* About this task
What you return must match the records exactly, except that the pictures are gone.

-------- Provided data

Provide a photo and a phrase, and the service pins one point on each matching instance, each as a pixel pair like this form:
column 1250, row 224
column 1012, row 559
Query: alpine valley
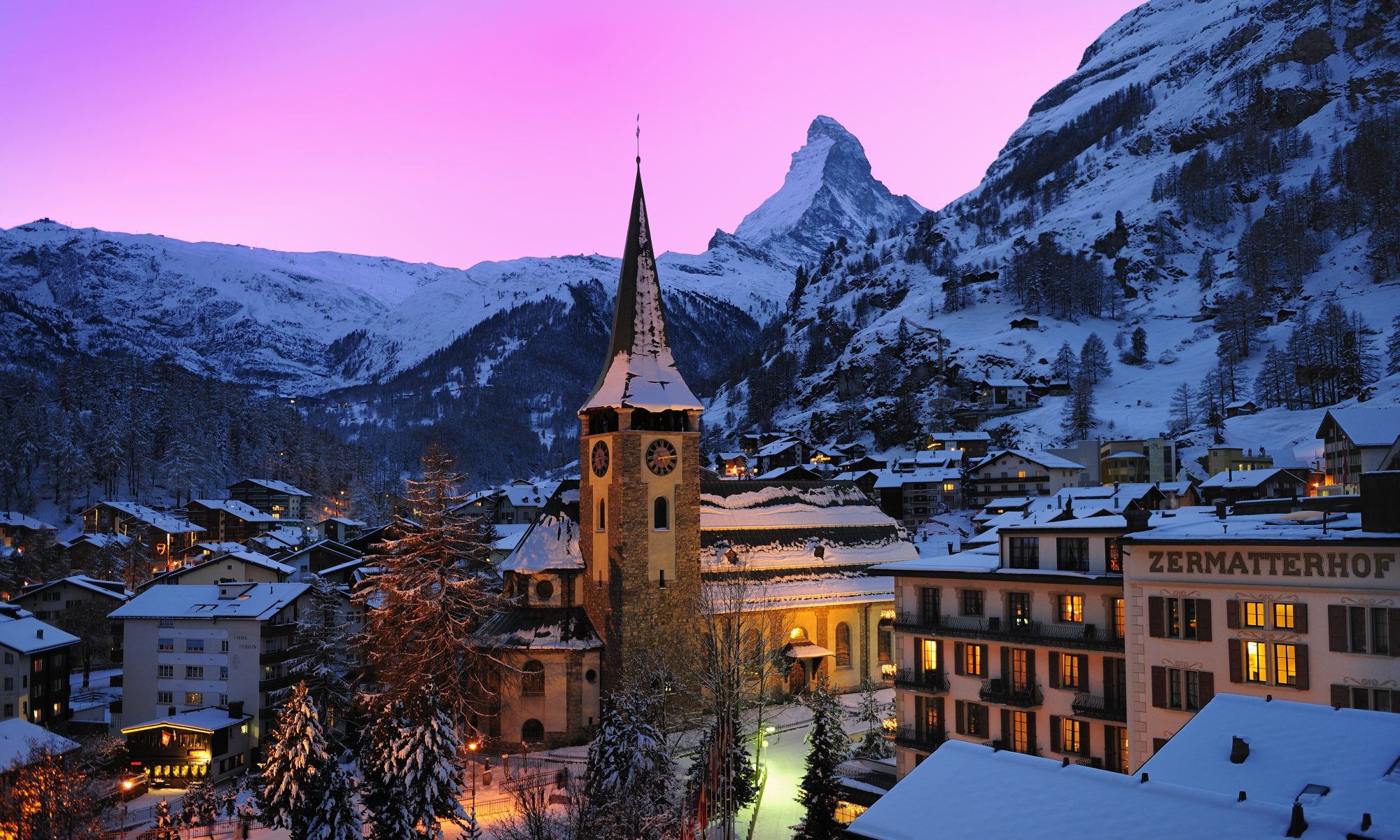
column 1222, row 174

----------------

* Reply to the exercise
Provide a photo and a phrase, and the service pins one point on each matching instance, each as a pixel pair like this form:
column 1250, row 224
column 1012, row 559
Query: alpine valley
column 1222, row 174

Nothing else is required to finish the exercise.